**Task instructions:** Would you return, character for character and with nothing added, the stretch of the records from the line containing "query (the phrase naming what to segment): black" through the line containing "68L151 68L152 73L160", both included?

[Excerpts from segmentation records]

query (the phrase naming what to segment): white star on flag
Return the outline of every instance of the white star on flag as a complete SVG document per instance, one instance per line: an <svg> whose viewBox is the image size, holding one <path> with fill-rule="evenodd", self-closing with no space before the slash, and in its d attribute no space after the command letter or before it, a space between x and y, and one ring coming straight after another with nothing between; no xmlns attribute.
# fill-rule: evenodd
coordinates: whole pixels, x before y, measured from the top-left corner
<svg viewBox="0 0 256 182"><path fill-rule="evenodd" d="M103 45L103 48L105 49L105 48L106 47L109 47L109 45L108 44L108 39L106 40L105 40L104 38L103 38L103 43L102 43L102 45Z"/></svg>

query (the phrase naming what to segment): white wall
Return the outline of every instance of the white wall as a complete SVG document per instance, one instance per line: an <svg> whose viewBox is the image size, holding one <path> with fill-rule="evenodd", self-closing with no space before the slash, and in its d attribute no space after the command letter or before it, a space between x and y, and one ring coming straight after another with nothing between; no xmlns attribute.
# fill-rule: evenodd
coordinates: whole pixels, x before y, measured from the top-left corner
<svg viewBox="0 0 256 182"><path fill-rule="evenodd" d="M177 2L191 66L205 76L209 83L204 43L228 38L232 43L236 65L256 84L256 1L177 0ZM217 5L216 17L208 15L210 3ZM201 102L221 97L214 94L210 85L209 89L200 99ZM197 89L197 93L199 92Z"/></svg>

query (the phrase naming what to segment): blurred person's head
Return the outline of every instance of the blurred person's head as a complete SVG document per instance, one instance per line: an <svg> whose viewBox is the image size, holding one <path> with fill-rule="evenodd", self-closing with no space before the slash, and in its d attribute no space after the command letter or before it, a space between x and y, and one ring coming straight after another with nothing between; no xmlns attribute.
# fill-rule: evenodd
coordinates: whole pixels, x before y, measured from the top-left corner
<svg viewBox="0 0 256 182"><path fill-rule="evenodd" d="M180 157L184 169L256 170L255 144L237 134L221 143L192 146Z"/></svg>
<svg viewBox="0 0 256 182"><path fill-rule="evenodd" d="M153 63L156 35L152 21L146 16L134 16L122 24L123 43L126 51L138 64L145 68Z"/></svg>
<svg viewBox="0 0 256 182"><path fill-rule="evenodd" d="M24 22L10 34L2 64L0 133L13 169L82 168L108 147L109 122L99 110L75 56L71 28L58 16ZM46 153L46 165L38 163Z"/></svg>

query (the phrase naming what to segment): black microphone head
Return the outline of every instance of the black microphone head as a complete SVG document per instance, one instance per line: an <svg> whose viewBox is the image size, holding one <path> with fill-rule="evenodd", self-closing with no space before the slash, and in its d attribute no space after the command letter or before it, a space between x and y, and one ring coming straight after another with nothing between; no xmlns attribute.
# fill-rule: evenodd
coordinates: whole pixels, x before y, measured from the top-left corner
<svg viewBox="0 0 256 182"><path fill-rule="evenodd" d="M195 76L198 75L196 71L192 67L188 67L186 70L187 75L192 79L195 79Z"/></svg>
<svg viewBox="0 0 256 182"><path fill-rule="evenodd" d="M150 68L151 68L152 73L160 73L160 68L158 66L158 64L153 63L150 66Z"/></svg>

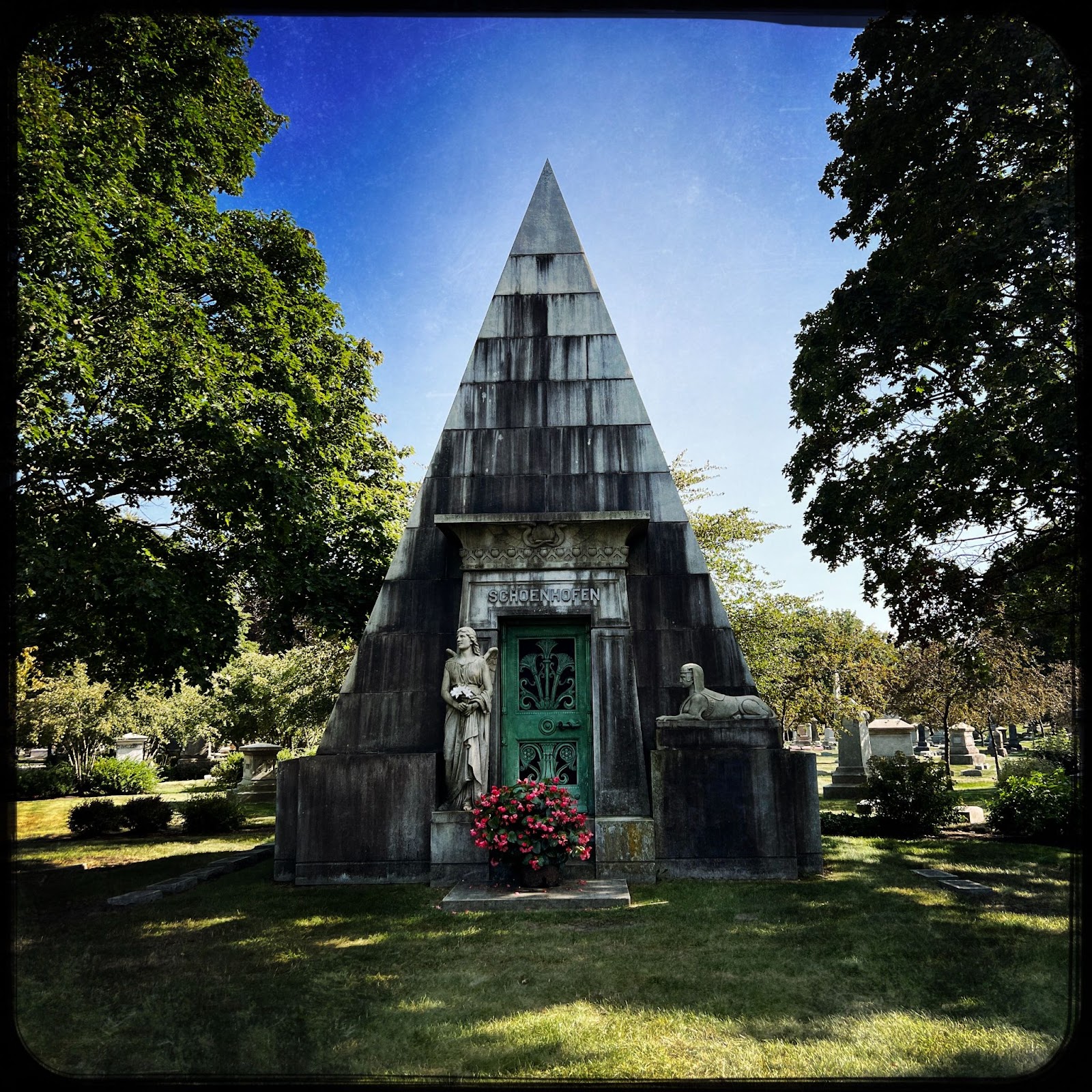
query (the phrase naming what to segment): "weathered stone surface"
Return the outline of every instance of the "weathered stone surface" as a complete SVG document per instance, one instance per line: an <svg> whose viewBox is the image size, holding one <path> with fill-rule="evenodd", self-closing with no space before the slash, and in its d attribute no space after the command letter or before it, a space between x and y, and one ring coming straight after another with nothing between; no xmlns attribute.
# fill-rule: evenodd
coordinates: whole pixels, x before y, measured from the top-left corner
<svg viewBox="0 0 1092 1092"><path fill-rule="evenodd" d="M464 569L466 544L436 525L438 515L538 513L547 522L548 513L633 511L649 523L625 542L624 565L600 558L550 573L568 580L567 602L544 601L541 586L533 597L543 573L530 568L489 569L477 558L480 568ZM294 805L285 791L298 827L292 853L284 828L277 875L292 871L298 883L428 879L443 642L468 624L499 643L506 622L554 616L586 619L591 630L600 814L651 818L646 752L655 717L678 709L678 665L702 664L722 693L753 695L755 685L547 166L319 755L301 760ZM393 768L373 775L402 761L423 764L412 776ZM412 852L395 844L381 811L407 817Z"/></svg>
<svg viewBox="0 0 1092 1092"><path fill-rule="evenodd" d="M917 736L913 724L907 724L898 716L889 716L868 722L868 739L874 756L892 758L899 751L913 755Z"/></svg>
<svg viewBox="0 0 1092 1092"><path fill-rule="evenodd" d="M146 890L162 891L164 894L180 894L198 886L195 876L179 876L173 880L163 880L159 883L149 883Z"/></svg>
<svg viewBox="0 0 1092 1092"><path fill-rule="evenodd" d="M781 722L775 717L738 721L656 717L657 748L772 747L781 750Z"/></svg>
<svg viewBox="0 0 1092 1092"><path fill-rule="evenodd" d="M512 244L513 254L583 253L580 237L572 226L572 217L554 177L554 169L546 161L531 197L523 223Z"/></svg>
<svg viewBox="0 0 1092 1092"><path fill-rule="evenodd" d="M542 891L460 883L441 901L440 909L458 914L467 910L609 910L628 905L629 887L625 880L594 879Z"/></svg>
<svg viewBox="0 0 1092 1092"><path fill-rule="evenodd" d="M437 762L436 752L299 759L296 883L426 882Z"/></svg>
<svg viewBox="0 0 1092 1092"><path fill-rule="evenodd" d="M107 899L108 906L138 906L145 902L155 902L163 898L163 892L155 888L144 888L142 891L128 891L124 894L116 894L112 899Z"/></svg>
<svg viewBox="0 0 1092 1092"><path fill-rule="evenodd" d="M458 536L464 571L625 569L628 542L643 533L649 513L438 514L436 522Z"/></svg>
<svg viewBox="0 0 1092 1092"><path fill-rule="evenodd" d="M952 765L971 765L976 769L986 768L986 757L974 743L974 729L970 724L960 722L948 729L949 757Z"/></svg>
<svg viewBox="0 0 1092 1092"><path fill-rule="evenodd" d="M594 823L595 875L651 883L656 878L656 832L646 816L604 816ZM567 866L568 867L568 866Z"/></svg>
<svg viewBox="0 0 1092 1092"><path fill-rule="evenodd" d="M582 253L511 254L497 284L496 296L541 293L598 292Z"/></svg>
<svg viewBox="0 0 1092 1092"><path fill-rule="evenodd" d="M129 759L133 762L144 761L144 745L150 736L142 736L139 732L127 732L114 740L115 757L119 760Z"/></svg>
<svg viewBox="0 0 1092 1092"><path fill-rule="evenodd" d="M953 878L953 879L942 879L940 880L940 886L947 888L949 891L953 891L958 895L962 895L969 899L987 899L994 893L994 889L986 887L985 883L978 883L975 880L964 880Z"/></svg>
<svg viewBox="0 0 1092 1092"><path fill-rule="evenodd" d="M755 695L720 693L707 687L701 664L684 664L679 668L679 684L688 688L679 712L676 716L658 717L657 727L670 721L773 720L773 710Z"/></svg>
<svg viewBox="0 0 1092 1092"><path fill-rule="evenodd" d="M434 811L429 834L429 879L439 883L485 882L489 854L471 838L474 816L468 811Z"/></svg>
<svg viewBox="0 0 1092 1092"><path fill-rule="evenodd" d="M800 876L822 871L822 834L819 829L819 779L815 755L782 751L793 786L796 833L796 870Z"/></svg>
<svg viewBox="0 0 1092 1092"><path fill-rule="evenodd" d="M604 815L649 815L632 634L592 630L595 807Z"/></svg>
<svg viewBox="0 0 1092 1092"><path fill-rule="evenodd" d="M621 342L613 335L592 335L587 339L589 379L632 379L629 361Z"/></svg>
<svg viewBox="0 0 1092 1092"><path fill-rule="evenodd" d="M296 826L299 812L299 759L277 763L276 826L274 827L273 879L296 879Z"/></svg>
<svg viewBox="0 0 1092 1092"><path fill-rule="evenodd" d="M788 760L787 751L761 747L653 751L660 874L795 879L795 769Z"/></svg>
<svg viewBox="0 0 1092 1092"><path fill-rule="evenodd" d="M838 737L838 767L831 783L823 786L828 799L859 799L865 793L866 767L873 757L873 744L865 721L842 719L842 734Z"/></svg>

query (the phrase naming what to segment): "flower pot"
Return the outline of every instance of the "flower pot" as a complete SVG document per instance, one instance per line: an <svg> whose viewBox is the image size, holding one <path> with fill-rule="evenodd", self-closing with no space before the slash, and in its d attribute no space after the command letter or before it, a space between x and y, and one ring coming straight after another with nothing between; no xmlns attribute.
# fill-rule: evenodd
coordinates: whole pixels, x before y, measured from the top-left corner
<svg viewBox="0 0 1092 1092"><path fill-rule="evenodd" d="M560 887L565 882L560 865L532 868L530 865L521 864L515 868L515 877L521 888L551 888Z"/></svg>

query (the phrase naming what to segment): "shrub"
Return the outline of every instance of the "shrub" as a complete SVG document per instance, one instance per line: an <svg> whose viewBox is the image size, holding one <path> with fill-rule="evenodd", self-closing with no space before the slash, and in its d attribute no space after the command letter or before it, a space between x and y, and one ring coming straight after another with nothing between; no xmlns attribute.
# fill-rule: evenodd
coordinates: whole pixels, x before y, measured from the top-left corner
<svg viewBox="0 0 1092 1092"><path fill-rule="evenodd" d="M319 745L316 744L313 747L302 747L293 750L290 747L282 747L281 750L276 752L276 760L278 762L286 762L290 758L308 758L311 755L318 752Z"/></svg>
<svg viewBox="0 0 1092 1092"><path fill-rule="evenodd" d="M121 808L114 800L85 800L69 812L69 830L76 838L114 834L121 830Z"/></svg>
<svg viewBox="0 0 1092 1092"><path fill-rule="evenodd" d="M202 793L179 804L187 834L225 834L247 821L242 805L230 794Z"/></svg>
<svg viewBox="0 0 1092 1092"><path fill-rule="evenodd" d="M200 781L212 771L212 759L204 755L180 758L163 774L164 781Z"/></svg>
<svg viewBox="0 0 1092 1092"><path fill-rule="evenodd" d="M68 762L34 765L15 772L15 799L44 800L75 792L75 771Z"/></svg>
<svg viewBox="0 0 1092 1092"><path fill-rule="evenodd" d="M569 857L586 860L592 835L586 819L565 786L531 778L484 794L471 814L471 838L489 851L489 863L523 864L537 870Z"/></svg>
<svg viewBox="0 0 1092 1092"><path fill-rule="evenodd" d="M1031 770L1008 778L998 787L988 822L992 830L1009 838L1058 842L1078 829L1079 808L1080 800L1065 770Z"/></svg>
<svg viewBox="0 0 1092 1092"><path fill-rule="evenodd" d="M88 796L135 796L158 784L155 770L131 758L96 758L87 771Z"/></svg>
<svg viewBox="0 0 1092 1092"><path fill-rule="evenodd" d="M1065 732L1054 732L1024 746L1035 758L1044 758L1060 765L1066 773L1078 772L1080 755L1073 748L1073 737Z"/></svg>
<svg viewBox="0 0 1092 1092"><path fill-rule="evenodd" d="M873 800L877 833L919 838L956 821L956 800L943 762L910 758L871 758L865 793Z"/></svg>
<svg viewBox="0 0 1092 1092"><path fill-rule="evenodd" d="M175 809L158 796L134 796L121 805L121 823L134 834L166 830Z"/></svg>
<svg viewBox="0 0 1092 1092"><path fill-rule="evenodd" d="M242 751L232 751L212 771L217 788L234 788L242 781Z"/></svg>
<svg viewBox="0 0 1092 1092"><path fill-rule="evenodd" d="M852 811L820 811L819 830L823 834L850 834L856 838L875 834L876 820Z"/></svg>

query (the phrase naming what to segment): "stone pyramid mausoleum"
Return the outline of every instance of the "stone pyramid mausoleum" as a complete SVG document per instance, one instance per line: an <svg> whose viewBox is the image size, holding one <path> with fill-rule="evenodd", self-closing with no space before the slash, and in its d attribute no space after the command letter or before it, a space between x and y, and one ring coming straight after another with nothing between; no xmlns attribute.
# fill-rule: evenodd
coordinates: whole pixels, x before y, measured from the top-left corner
<svg viewBox="0 0 1092 1092"><path fill-rule="evenodd" d="M819 867L815 759L775 722L657 725L684 664L729 705L756 689L549 163L318 753L280 764L277 879L485 878L446 806L461 627L498 650L480 780L569 785L586 875Z"/></svg>

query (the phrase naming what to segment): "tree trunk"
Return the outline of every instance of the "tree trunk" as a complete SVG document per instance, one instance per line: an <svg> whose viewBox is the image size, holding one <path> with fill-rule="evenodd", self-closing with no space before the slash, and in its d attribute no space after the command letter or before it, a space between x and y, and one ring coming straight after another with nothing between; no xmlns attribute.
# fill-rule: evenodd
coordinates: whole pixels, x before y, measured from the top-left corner
<svg viewBox="0 0 1092 1092"><path fill-rule="evenodd" d="M951 698L945 699L945 715L941 721L941 727L945 729L945 765L948 768L948 787L954 788L956 782L952 781L952 740L951 734L948 731L948 713L951 708Z"/></svg>
<svg viewBox="0 0 1092 1092"><path fill-rule="evenodd" d="M986 731L989 733L989 743L994 751L994 772L997 774L997 780L1001 780L1001 758L997 753L997 737L994 735L994 717L989 715L986 717Z"/></svg>

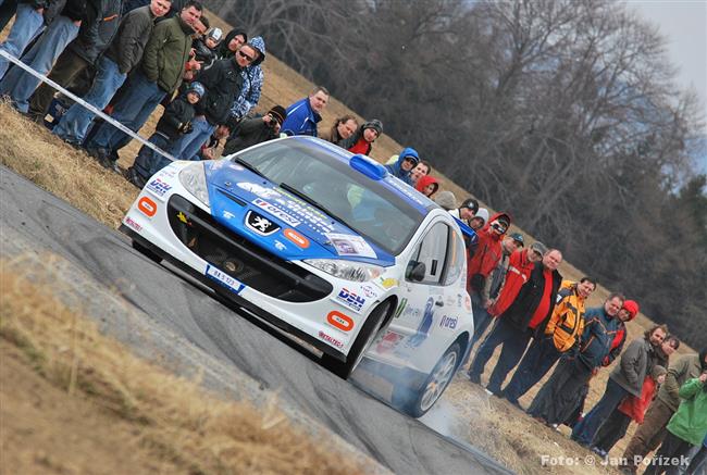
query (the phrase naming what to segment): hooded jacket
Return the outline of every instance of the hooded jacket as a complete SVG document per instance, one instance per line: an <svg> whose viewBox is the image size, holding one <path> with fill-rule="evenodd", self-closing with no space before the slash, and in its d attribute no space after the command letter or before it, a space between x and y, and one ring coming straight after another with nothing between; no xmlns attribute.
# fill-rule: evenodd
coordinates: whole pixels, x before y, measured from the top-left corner
<svg viewBox="0 0 707 475"><path fill-rule="evenodd" d="M78 36L69 49L92 64L108 49L121 23L121 0L88 0Z"/></svg>
<svg viewBox="0 0 707 475"><path fill-rule="evenodd" d="M301 99L287 108L287 118L282 132L287 135L310 135L317 137L317 124L322 121L319 112L314 112L309 103L309 97Z"/></svg>
<svg viewBox="0 0 707 475"><path fill-rule="evenodd" d="M513 251L508 259L508 272L506 272L506 282L500 288L500 293L496 302L488 308L488 313L492 315L498 316L504 313L518 293L520 292L521 287L530 278L531 272L535 267L535 264L530 261L528 258L529 249ZM503 252L503 248L501 248Z"/></svg>
<svg viewBox="0 0 707 475"><path fill-rule="evenodd" d="M620 323L619 317L609 316L604 307L587 309L584 314L584 333L578 358L590 370L601 365L611 349L611 342Z"/></svg>
<svg viewBox="0 0 707 475"><path fill-rule="evenodd" d="M145 47L142 72L148 80L157 83L168 93L182 84L184 65L191 51L194 28L179 16L164 20L152 29Z"/></svg>
<svg viewBox="0 0 707 475"><path fill-rule="evenodd" d="M402 182L407 183L408 185L412 186L412 179L410 178L410 172L406 172L402 170L402 162L407 157L414 157L418 162L420 161L420 155L418 155L418 151L411 147L407 147L402 149L400 154L398 155L398 160L396 160L395 163L390 165L385 165L385 170L388 171L388 173L397 178L400 178Z"/></svg>
<svg viewBox="0 0 707 475"><path fill-rule="evenodd" d="M632 396L640 398L643 382L654 365L653 345L647 338L638 338L629 343L609 377Z"/></svg>
<svg viewBox="0 0 707 475"><path fill-rule="evenodd" d="M491 223L499 217L505 216L508 220L508 227L510 227L511 218L507 213L496 213L491 216L484 227L477 233L479 241L476 243L473 255L469 255L467 264L467 283L474 290L479 291L483 288L482 279L488 277L491 272L496 267L500 261L503 249L500 241L504 239L506 233L499 235L491 229ZM508 230L508 229L506 229Z"/></svg>
<svg viewBox="0 0 707 475"><path fill-rule="evenodd" d="M260 55L256 61L240 70L243 88L231 107L231 115L238 118L245 117L258 105L262 85L265 82L265 75L260 65L265 60L265 41L260 36L256 36L248 41L248 46L258 51Z"/></svg>
<svg viewBox="0 0 707 475"><path fill-rule="evenodd" d="M668 430L692 446L699 446L707 435L707 390L698 378L689 379L678 395L682 402L668 423Z"/></svg>
<svg viewBox="0 0 707 475"><path fill-rule="evenodd" d="M424 195L424 189L427 187L427 185L434 185L432 188L432 193L430 195L430 197L432 197L439 189L439 182L437 182L437 178L434 176L425 175L421 177L414 185L414 189Z"/></svg>
<svg viewBox="0 0 707 475"><path fill-rule="evenodd" d="M707 370L705 364L706 354L707 349L704 349L699 354L680 357L674 364L671 364L666 375L666 382L658 391L658 399L675 411L680 404L680 387L687 379L695 378L704 370Z"/></svg>
<svg viewBox="0 0 707 475"><path fill-rule="evenodd" d="M553 314L555 302L557 301L557 291L559 290L561 283L562 276L560 273L557 272L557 270L550 271L549 285L551 288L549 291L549 307L547 312L544 312L542 315L542 320L538 320L533 328L543 328ZM525 332L530 327L533 314L536 309L538 309L538 305L546 293L545 286L547 284L548 280L545 278L545 266L542 265L542 263L534 265L530 278L523 286L521 286L518 297L513 299L511 304L508 307L508 310L500 314L499 317L508 320L518 329Z"/></svg>
<svg viewBox="0 0 707 475"><path fill-rule="evenodd" d="M106 58L117 64L122 74L133 71L145 52L145 45L152 34L156 16L150 7L132 10L123 17L117 33L106 51Z"/></svg>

**Exercise answer:**
query (the phrase naming what to segment): black microphone head
Return the outline of every instance of the black microphone head as a complete SVG document per instance, one instance per line: an <svg> whose viewBox is the image size, holding one <path> with fill-rule="evenodd", self-closing with no space before the slash, and in its d attribute no space after the command letter or before it, a space between x and y, and one ring coming straight after another with nothing between; no xmlns attribute.
# fill-rule: evenodd
coordinates: whole pixels, x before y, measured from the top-left corner
<svg viewBox="0 0 256 182"><path fill-rule="evenodd" d="M195 76L198 75L196 71L192 67L188 67L186 70L187 75L192 79L195 79Z"/></svg>
<svg viewBox="0 0 256 182"><path fill-rule="evenodd" d="M150 68L151 68L152 73L160 73L160 68L158 66L158 64L153 63L150 66Z"/></svg>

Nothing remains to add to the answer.